— TO DO —
In the records below, find the line containing "pixel 491 85" and restate it and all lines after it exactly, through the last line.

— MATERIAL SHOWN —
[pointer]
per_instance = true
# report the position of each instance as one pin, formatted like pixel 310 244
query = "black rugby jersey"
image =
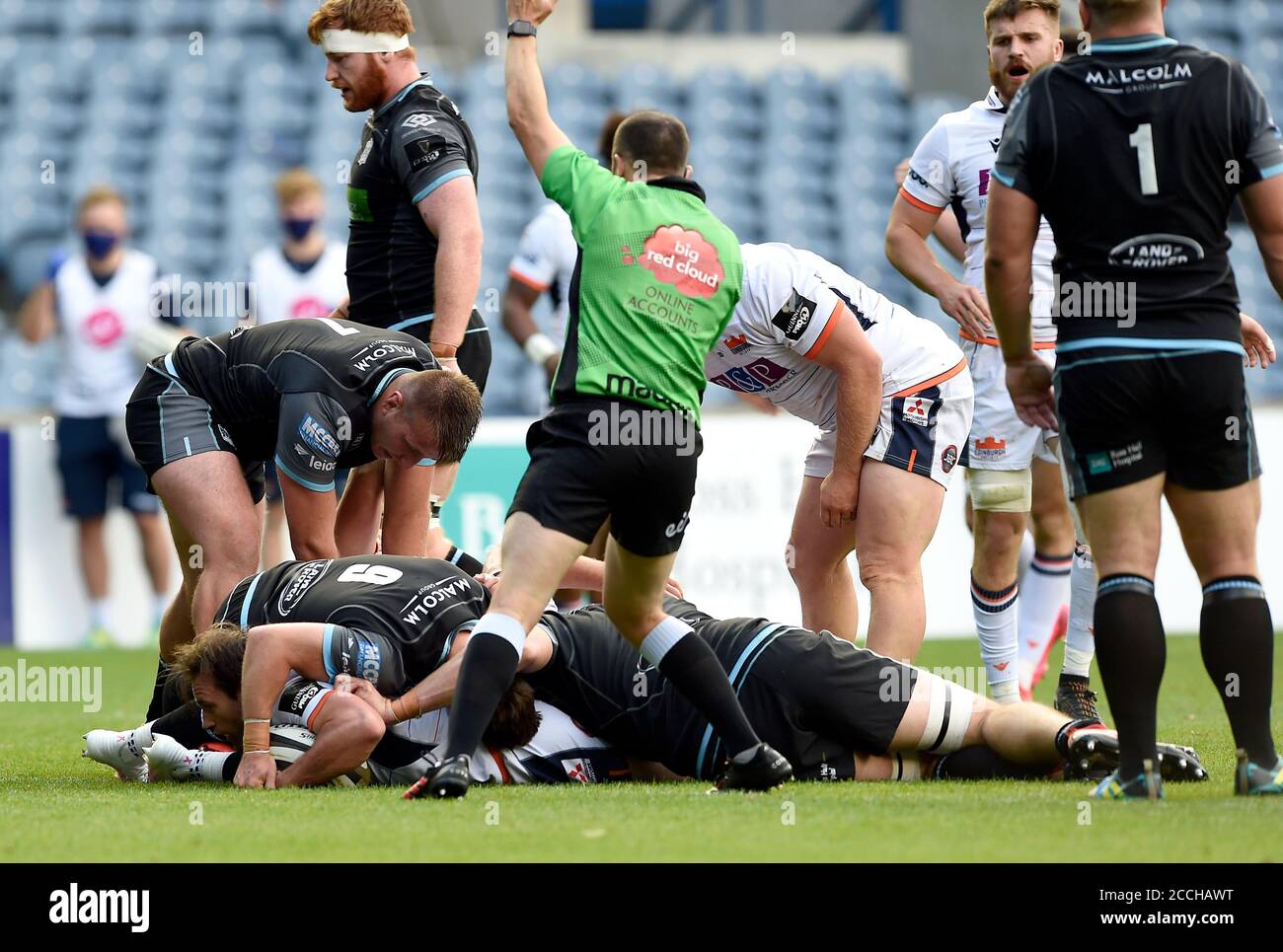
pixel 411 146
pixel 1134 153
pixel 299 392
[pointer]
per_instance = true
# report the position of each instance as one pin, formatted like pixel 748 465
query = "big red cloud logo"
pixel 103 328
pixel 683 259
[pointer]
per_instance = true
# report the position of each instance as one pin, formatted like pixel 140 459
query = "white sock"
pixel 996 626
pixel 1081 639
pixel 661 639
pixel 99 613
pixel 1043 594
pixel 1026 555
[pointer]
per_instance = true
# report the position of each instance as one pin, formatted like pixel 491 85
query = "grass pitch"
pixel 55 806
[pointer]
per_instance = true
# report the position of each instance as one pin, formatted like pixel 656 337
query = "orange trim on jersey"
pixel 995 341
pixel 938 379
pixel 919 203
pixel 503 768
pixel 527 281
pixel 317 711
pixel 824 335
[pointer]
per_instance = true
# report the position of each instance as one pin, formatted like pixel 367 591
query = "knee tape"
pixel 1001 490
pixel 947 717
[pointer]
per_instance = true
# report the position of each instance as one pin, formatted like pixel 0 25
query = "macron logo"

— ANSWER BOX —
# report the position of each instance as one pin, formatted like pixel 491 85
query = "grass pitch"
pixel 55 806
[pointer]
per_instance = true
# report the position of each instance as one pin, formatted like pixel 656 337
query = "orange trim on jersey"
pixel 995 341
pixel 938 379
pixel 919 203
pixel 503 768
pixel 527 281
pixel 317 711
pixel 824 335
[pointer]
per_instance = true
# report the position of each instance as one pin, formatted like pixel 367 591
query = "knee tape"
pixel 1001 490
pixel 947 717
[pointer]
per_instance = true
# report the position of each instance as one pin, formatted like pixel 0 25
query = "macron logo"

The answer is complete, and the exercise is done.